*** Begin section ***

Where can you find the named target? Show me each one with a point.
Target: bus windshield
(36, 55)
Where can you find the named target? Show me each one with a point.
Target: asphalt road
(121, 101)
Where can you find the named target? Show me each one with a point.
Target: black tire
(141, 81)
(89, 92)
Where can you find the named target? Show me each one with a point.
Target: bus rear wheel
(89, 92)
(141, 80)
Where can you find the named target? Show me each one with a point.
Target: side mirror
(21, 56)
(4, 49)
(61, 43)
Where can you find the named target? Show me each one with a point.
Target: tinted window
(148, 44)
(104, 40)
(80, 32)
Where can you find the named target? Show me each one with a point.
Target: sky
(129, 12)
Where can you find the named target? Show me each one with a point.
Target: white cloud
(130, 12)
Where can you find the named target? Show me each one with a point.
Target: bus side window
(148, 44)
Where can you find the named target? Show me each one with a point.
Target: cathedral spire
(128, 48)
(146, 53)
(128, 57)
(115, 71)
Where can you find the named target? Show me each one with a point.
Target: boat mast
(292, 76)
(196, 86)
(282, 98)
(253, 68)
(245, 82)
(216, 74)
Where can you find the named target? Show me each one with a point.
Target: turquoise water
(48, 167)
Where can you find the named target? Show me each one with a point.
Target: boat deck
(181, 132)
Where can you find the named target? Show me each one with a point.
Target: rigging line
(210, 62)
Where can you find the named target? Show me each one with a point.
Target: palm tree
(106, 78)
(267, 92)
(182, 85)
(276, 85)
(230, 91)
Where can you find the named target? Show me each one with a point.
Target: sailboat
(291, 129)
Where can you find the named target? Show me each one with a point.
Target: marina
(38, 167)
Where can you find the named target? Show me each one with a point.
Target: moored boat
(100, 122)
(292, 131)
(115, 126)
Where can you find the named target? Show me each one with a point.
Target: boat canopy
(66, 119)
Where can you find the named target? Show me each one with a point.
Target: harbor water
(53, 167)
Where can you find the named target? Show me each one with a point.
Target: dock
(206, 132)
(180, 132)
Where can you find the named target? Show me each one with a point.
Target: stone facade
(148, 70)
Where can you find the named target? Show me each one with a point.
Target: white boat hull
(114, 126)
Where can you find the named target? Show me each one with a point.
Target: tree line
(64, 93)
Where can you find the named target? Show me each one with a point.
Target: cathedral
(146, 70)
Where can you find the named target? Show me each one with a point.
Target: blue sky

*** End section ***

Could you return all of the data exactly as written?

- Result:
Where can you find the named target? Show me each one with a point.
Target: bus windshield
(36, 55)
Where can you find the named target? Show me each one with a point.
Target: asphalt road
(121, 101)
Where can you find the named target? Show me each one with a point.
Target: black tire
(141, 81)
(89, 92)
Where can you find the named target? Show me each one with a point.
Target: bus rear wheel
(89, 92)
(141, 80)
Where can you find the named target? Show me each one with a point.
Target: side mirror
(21, 56)
(4, 49)
(61, 43)
Where can you find the named target? Show me each one with a point.
Target: tinted window
(148, 44)
(104, 40)
(80, 32)
Where can you find the named target? Show me each one with a point.
Target: sky
(129, 12)
Where can you find the named target? Show me each one with a point.
Target: white cloud
(130, 12)
Where can you find the named target? Show me each one with a point.
Target: bus side window
(148, 44)
Where can you find the named target? Show me each one with a point.
Target: cathedral spire
(128, 48)
(146, 53)
(128, 57)
(115, 71)
Where can you find the named target? Show me each one with a point.
Target: boat mast
(292, 76)
(196, 86)
(282, 98)
(253, 68)
(245, 82)
(216, 74)
Where can you find the named target? Show me each one with a point.
Target: turquoise water
(48, 167)
Where can you find the named target? Show me each one with a point.
Target: boat deck
(181, 132)
Where can you find the named target? Show me each one with a point.
Target: rigging line
(210, 62)
Where can you find the named target? Show me each one with a point.
Target: palm tree
(106, 78)
(267, 92)
(182, 85)
(276, 85)
(230, 91)
Where can you find the named target? Show me each one with a point.
Target: sailboat
(291, 129)
Where can you find the named target? Show me each one with a point.
Target: marina
(38, 167)
Where can you find the named target? Show me each one with a point.
Target: moored boat
(100, 122)
(292, 131)
(115, 126)
Where can you find the named target? Show me each one with a point.
Target: boat canopy
(66, 119)
Where can you find the named target? Show me each one with a point.
Target: harbor water
(53, 167)
Where can you find the named target? Show me each one with a point.
Target: dock
(206, 132)
(180, 132)
Where can you find the named target? Show me each one with a point.
Target: stone facade
(148, 70)
Where can you find the named target? Show me each one with a point.
Target: white boat hull
(114, 126)
Where can you find the named target? Show me each one with a point.
Target: tree line
(64, 93)
Where can you find the named target? Show me each one with a point.
Target: cathedral
(146, 70)
Where can you find the named target? Show me each one with a point.
Target: blue sky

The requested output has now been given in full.